------ Texto apresentado ------

Problemas antigos, esperanças renovadas e o futuro à espreita.  

MIL Lisboa 2022: medir o impossível, escutar o amanhã e multiplicar a paixão enquanto factor de mudança

Fotografia: Ana Viotti
Publicado a: 06/10/2022

Quando há um ano dezenas de profissionais do setor da música se encontraram na edição de 2021 do MIL, ainda vivíamos uma profunda incerteza quanto ao futuro da cultura e da música ao vivo. Entre o otimismo da vontade de algumas pessoas, e o pessimismo da razão de outras, toda a gente parecia concordar que o futuro não podia ser um mero regresso ao passado.

A dolorosa experiência da pandemia expôs as injustiças, desigualdades e fragilidades laborais do setor, a sua urgente reestruturação ambiental e a premência da aposta em políticas de igualdade, representatividade e inclusão. Passado um ano desse encontro, a pandemia parece ser um assunto do passado, ao contrário de muitos dos problemas estruturais do setor cultural e da música que continuaram a estar no centro dos debates desta edição, que ocorreu nos dias 28, 29 e 30 de setembro, entre o Hub Criativo do Beato e o Cais do Sodré. Talvez por isso, o programa convenção deste ano tenha sido particularmente focado na relação entre a música e as políticas públicas e culturais. Foi essa relação, aliás, que Andrew Ogun discutiu logo na abertura do encontro. 



[CONVENÇÃO: VELHOS PROBLEMAS, NOVOS DESAFIOS E A COOPERAÇÃO COMO FUTURO]

Para Andrew Ogun, a cultura não pode estar desenraizada dos grandes problemas do seu tempo, considerando fundamental que o pulsar das lutas sociais que se expressam através da cultura chegue ao campo das instituições e das políticas, com todos os dilemas que isso evidentemente coloca. “É preciso criar legados”, sustenta Ogun, para logo a seguir, recuperando Audre Lorde, nos perguntar: “Will we be able to dismantle the Master’s House using the Master’s Tools?”. É uma pergunta imprescindível a que Ogun oferece uma resposta tanto pragmática como estratégica. Para Ogun, é urgente que os artistas e agentes da cultura empenhados em processos de mudança conquistem cargos de decisão política e institucional. No entanto, essa conquista só terá relevância se compreendermos que o objetivo estratégico não é chegar à mesa dos poderosos, mas antes criar as condições para que as comunidades construam as suas próprias mesas de trabalho, poder e decisão.

------ Registos extraídos ------

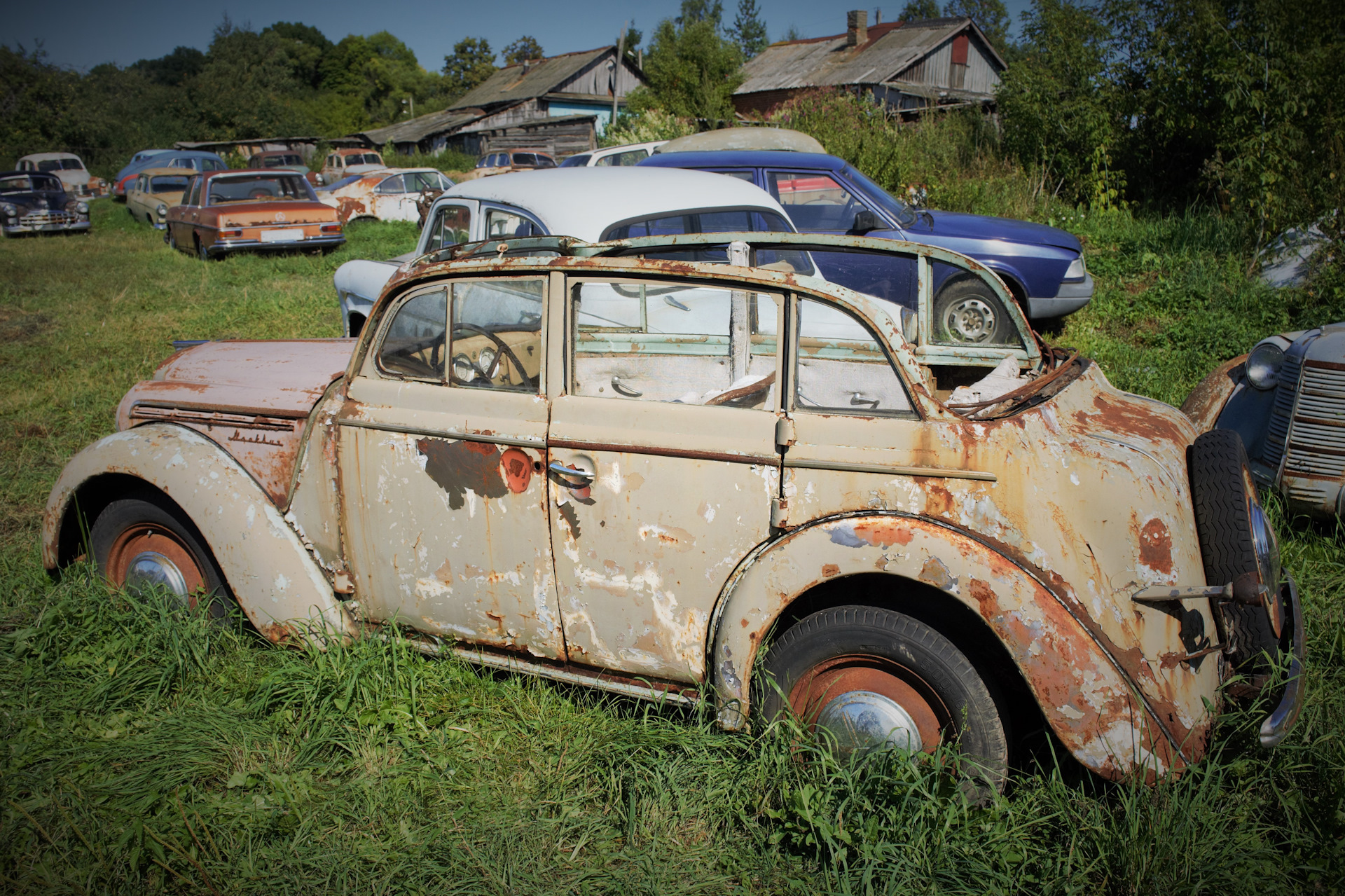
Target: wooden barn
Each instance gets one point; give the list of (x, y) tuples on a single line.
[(904, 65)]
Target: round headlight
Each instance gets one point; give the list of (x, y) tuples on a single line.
[(486, 361), (1263, 365), (463, 369)]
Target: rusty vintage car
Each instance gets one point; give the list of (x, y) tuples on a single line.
[(390, 194), (634, 466), (1286, 399), (251, 210)]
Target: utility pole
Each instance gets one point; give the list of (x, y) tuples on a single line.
[(616, 71)]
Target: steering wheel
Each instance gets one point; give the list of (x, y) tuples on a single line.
[(504, 350)]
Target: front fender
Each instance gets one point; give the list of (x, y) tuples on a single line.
[(275, 579), (1082, 692)]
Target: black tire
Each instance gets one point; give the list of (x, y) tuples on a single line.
[(860, 640), (149, 523), (966, 311), (1223, 494)]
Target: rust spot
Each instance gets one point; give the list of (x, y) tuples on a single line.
[(459, 467), (517, 469), (1156, 546)]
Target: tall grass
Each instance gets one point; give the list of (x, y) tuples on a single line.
[(146, 751)]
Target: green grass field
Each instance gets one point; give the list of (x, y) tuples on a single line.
[(146, 751)]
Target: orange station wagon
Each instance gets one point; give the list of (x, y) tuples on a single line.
[(251, 210)]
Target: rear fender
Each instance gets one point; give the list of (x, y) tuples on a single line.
[(273, 577), (1083, 694)]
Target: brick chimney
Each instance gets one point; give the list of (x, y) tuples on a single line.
[(856, 27)]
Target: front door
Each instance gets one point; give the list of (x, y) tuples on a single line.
[(441, 453), (663, 464)]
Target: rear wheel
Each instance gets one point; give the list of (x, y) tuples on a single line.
[(878, 680), (146, 541)]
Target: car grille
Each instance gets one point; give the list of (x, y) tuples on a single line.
[(46, 217), (1277, 431)]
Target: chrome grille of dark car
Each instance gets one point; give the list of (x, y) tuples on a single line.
[(1277, 431)]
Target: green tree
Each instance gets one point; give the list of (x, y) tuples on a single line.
[(918, 10), (991, 15), (522, 50), (691, 67), (471, 64), (748, 30)]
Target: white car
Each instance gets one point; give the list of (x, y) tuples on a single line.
[(631, 153), (589, 205), (70, 169), (390, 194)]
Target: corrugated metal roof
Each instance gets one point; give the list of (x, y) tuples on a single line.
[(825, 62), (513, 84), (422, 127)]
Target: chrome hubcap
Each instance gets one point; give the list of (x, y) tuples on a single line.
[(151, 570), (861, 720), (972, 321)]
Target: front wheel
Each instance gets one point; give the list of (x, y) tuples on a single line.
[(967, 311), (147, 541), (876, 678)]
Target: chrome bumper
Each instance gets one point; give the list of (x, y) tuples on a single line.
[(1286, 713), (308, 242)]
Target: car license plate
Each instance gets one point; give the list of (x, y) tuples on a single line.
[(292, 235)]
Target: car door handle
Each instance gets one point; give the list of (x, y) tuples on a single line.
[(561, 470), (623, 389)]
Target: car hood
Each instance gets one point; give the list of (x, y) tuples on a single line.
[(956, 223)]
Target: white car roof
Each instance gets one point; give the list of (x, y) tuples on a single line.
[(584, 202)]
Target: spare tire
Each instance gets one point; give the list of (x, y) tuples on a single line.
[(1235, 540)]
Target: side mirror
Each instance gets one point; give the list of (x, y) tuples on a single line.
[(864, 221)]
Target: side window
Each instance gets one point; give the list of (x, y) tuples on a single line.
[(413, 346), (815, 202), (840, 366), (497, 336), (509, 223), (675, 343), (453, 225), (967, 312)]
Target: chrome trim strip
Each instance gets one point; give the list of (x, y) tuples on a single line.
[(934, 473), (446, 434)]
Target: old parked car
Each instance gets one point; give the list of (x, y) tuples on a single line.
[(34, 202), (155, 191), (343, 163), (498, 163), (251, 210), (194, 159), (631, 153), (1042, 267), (1286, 399), (392, 194), (589, 205), (681, 479), (70, 169)]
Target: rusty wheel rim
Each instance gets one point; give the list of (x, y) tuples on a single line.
[(149, 555), (869, 703)]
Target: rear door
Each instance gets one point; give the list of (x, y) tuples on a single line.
[(662, 463)]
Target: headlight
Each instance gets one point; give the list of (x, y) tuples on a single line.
[(1263, 365)]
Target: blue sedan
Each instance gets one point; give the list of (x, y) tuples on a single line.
[(1042, 266)]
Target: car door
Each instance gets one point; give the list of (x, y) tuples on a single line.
[(817, 202), (441, 450), (662, 463)]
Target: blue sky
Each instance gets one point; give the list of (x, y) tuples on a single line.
[(86, 33)]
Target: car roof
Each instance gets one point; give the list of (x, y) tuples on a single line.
[(584, 202), (745, 159)]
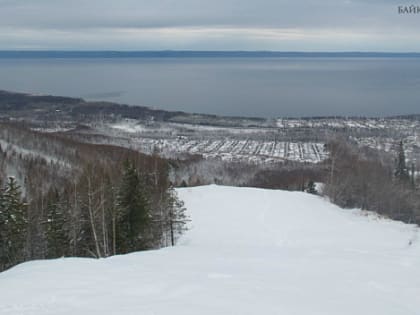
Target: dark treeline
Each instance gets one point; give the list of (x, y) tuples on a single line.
[(372, 180), (73, 199)]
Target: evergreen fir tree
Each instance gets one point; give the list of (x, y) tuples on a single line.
[(57, 241), (13, 224), (401, 171), (133, 212), (311, 188), (177, 217)]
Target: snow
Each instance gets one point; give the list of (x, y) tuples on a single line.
[(249, 251)]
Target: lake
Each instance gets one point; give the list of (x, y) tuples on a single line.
[(265, 87)]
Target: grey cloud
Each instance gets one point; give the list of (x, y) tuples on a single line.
[(23, 21)]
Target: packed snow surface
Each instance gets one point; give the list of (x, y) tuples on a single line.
[(249, 251)]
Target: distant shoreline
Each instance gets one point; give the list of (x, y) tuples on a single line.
[(12, 54)]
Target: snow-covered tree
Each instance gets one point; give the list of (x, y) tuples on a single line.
[(13, 224), (401, 171)]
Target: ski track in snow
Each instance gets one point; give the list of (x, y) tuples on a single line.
[(248, 251)]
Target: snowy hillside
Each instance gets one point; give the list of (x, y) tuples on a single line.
[(249, 251)]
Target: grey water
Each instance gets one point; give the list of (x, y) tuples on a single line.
[(240, 86)]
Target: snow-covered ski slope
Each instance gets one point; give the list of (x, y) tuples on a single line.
[(249, 251)]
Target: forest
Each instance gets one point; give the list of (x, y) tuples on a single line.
[(67, 198)]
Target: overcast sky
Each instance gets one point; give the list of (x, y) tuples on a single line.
[(321, 25)]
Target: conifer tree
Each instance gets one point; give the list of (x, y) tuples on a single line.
[(311, 188), (13, 224), (133, 212), (177, 217), (57, 240), (401, 171)]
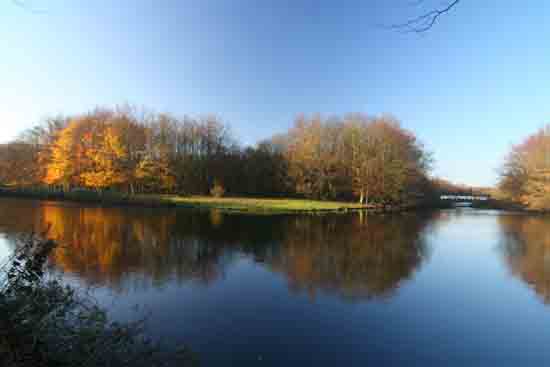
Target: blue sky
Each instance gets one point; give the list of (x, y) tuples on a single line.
[(477, 82)]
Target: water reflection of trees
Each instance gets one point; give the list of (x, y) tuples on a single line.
[(349, 255), (525, 245)]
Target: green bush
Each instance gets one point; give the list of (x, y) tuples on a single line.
[(45, 323)]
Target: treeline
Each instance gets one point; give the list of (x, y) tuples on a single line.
[(525, 174), (353, 157)]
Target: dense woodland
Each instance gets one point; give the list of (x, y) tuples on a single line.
[(356, 157), (525, 175)]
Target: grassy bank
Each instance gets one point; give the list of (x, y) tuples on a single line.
[(229, 204)]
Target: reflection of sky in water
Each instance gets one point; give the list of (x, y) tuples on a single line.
[(458, 287)]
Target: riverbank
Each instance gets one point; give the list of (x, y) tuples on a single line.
[(227, 204)]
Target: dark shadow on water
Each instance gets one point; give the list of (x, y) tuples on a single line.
[(353, 256)]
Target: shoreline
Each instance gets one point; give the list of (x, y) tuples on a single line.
[(244, 205)]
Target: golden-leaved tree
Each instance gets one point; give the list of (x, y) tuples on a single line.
[(108, 162), (61, 167)]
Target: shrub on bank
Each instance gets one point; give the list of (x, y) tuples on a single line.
[(45, 323)]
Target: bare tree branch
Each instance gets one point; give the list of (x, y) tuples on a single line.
[(426, 21)]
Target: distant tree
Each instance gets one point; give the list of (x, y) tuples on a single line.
[(525, 174)]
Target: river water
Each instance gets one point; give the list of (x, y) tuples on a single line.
[(452, 287)]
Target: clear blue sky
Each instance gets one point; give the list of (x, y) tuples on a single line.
[(477, 82)]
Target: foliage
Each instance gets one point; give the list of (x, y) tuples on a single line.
[(525, 174), (354, 157), (217, 190), (45, 323)]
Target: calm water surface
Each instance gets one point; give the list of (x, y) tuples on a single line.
[(455, 287)]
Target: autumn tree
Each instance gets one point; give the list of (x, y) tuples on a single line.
[(525, 175)]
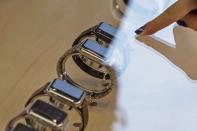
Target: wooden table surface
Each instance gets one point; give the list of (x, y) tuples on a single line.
[(33, 35)]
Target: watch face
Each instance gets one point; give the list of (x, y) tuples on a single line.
[(68, 90), (49, 112), (22, 127), (108, 29), (95, 47)]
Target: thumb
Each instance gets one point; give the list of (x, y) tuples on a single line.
[(175, 12)]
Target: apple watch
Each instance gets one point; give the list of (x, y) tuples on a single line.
[(40, 115), (95, 52), (103, 33), (62, 93)]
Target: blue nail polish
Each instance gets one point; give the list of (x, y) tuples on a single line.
[(140, 30), (181, 23)]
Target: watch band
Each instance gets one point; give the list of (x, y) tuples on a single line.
[(63, 74), (82, 110), (91, 32), (10, 124)]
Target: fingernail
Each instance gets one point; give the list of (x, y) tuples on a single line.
[(181, 23), (140, 30)]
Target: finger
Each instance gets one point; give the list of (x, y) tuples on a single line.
[(189, 20), (172, 14)]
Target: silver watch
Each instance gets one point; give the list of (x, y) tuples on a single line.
[(39, 116), (61, 93), (91, 50), (103, 33)]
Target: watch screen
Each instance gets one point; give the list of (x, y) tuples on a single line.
[(108, 29), (22, 127), (67, 89), (49, 112), (95, 47)]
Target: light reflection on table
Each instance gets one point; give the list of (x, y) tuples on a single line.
[(154, 93)]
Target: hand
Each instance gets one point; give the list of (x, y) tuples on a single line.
[(183, 11), (184, 55)]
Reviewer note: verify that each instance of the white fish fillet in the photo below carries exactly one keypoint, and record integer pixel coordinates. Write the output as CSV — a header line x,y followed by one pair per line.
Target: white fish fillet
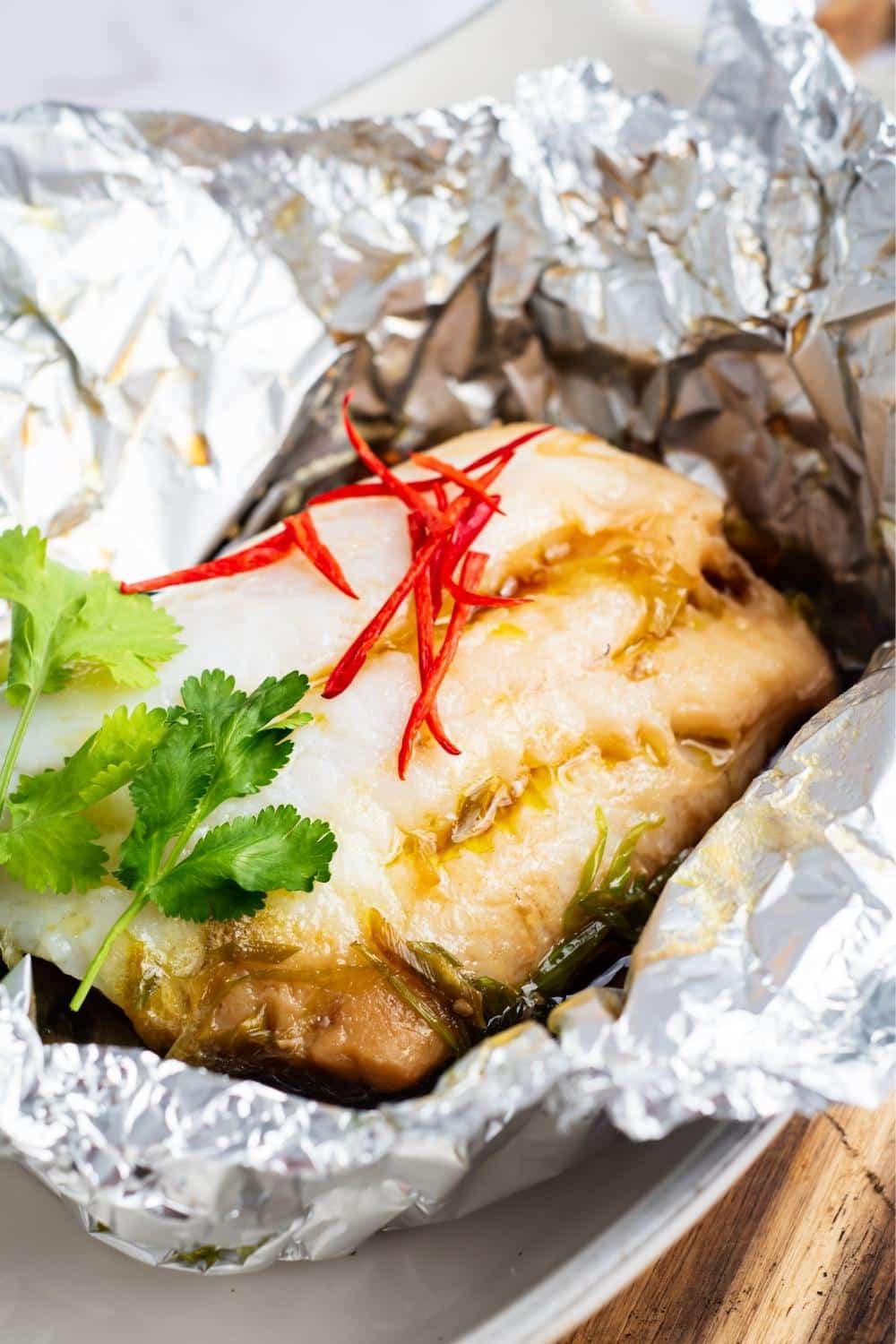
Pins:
x,y
650,674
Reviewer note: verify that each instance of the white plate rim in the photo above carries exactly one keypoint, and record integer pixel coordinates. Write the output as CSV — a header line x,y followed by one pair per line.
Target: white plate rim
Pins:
x,y
589,1279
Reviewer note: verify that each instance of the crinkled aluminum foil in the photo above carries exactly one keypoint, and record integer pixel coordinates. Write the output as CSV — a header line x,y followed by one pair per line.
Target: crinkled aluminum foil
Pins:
x,y
182,304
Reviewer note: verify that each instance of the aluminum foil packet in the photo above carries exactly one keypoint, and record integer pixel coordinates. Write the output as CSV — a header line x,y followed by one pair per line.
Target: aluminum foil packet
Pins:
x,y
182,306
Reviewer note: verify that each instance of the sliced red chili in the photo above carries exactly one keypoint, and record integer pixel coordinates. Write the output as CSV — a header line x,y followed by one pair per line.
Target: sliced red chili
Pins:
x,y
508,448
470,574
425,613
402,489
355,656
317,553
257,556
455,476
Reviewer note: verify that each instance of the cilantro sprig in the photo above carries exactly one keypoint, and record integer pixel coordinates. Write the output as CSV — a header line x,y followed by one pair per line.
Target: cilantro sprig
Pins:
x,y
182,763
64,620
220,744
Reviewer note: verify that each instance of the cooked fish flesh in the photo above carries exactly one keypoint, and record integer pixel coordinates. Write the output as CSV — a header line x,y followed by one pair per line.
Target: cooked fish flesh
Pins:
x,y
650,674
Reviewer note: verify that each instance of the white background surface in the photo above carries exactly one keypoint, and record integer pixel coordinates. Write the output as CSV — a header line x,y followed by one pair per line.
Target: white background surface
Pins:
x,y
228,56
215,56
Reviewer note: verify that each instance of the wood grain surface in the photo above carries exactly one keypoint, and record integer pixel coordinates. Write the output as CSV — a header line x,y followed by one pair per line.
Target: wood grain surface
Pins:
x,y
799,1252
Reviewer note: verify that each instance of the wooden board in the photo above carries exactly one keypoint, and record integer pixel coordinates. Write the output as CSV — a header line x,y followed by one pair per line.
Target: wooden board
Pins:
x,y
799,1252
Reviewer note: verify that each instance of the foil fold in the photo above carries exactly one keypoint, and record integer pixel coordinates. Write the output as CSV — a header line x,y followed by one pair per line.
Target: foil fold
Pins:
x,y
182,306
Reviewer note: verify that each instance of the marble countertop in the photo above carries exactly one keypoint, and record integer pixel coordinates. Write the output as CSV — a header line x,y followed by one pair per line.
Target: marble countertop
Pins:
x,y
228,58
214,56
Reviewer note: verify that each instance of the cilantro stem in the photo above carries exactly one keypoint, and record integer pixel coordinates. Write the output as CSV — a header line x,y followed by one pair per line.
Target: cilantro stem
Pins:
x,y
102,952
132,911
15,742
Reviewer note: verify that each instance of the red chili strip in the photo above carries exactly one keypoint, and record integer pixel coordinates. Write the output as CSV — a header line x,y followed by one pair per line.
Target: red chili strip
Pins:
x,y
470,574
425,631
462,594
455,476
508,448
355,656
317,553
466,527
402,489
257,556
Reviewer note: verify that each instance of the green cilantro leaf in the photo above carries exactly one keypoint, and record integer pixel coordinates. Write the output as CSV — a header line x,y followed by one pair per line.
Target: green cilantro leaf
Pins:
x,y
166,797
231,867
249,752
64,620
50,844
220,744
54,852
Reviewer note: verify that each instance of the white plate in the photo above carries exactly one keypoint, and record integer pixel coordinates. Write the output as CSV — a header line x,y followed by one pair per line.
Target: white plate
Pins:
x,y
524,1271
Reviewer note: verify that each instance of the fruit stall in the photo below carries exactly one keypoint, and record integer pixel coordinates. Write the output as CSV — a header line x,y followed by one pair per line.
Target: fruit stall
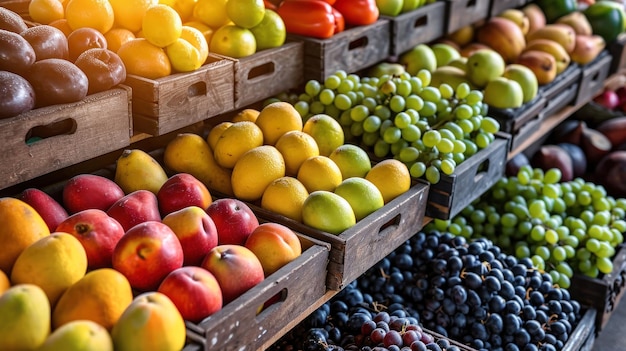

------

Exercício 1
Segundo o texto sobre o MIL Lisboa 2022, em que dias decorreu a edição deste ano?
Exercício 2
Copia do texto sobre o MIL Lisboa 2022 o trecho entre "Fotografia: Ana Viotti" e "regresso ao passado.", inclusive.

Resultado do exercício 1
Nos dias 28, 29 e 30 de setembro.

Resultado do exercício 2
Fotografia: Ana Viotti
Publicado a: 06/10/2022

Quando há um ano dezenas de profissionais do setor da música se encontraram na edição de 2021 do MIL, ainda vivíamos uma profunda incerteza quanto ao futuro da cultura e da música ao vivo. Entre o otimismo da vontade de algumas pessoas, e o pessimismo da razão de outras, toda a gente parecia concordar que o futuro não podia ser um mero regresso ao passado.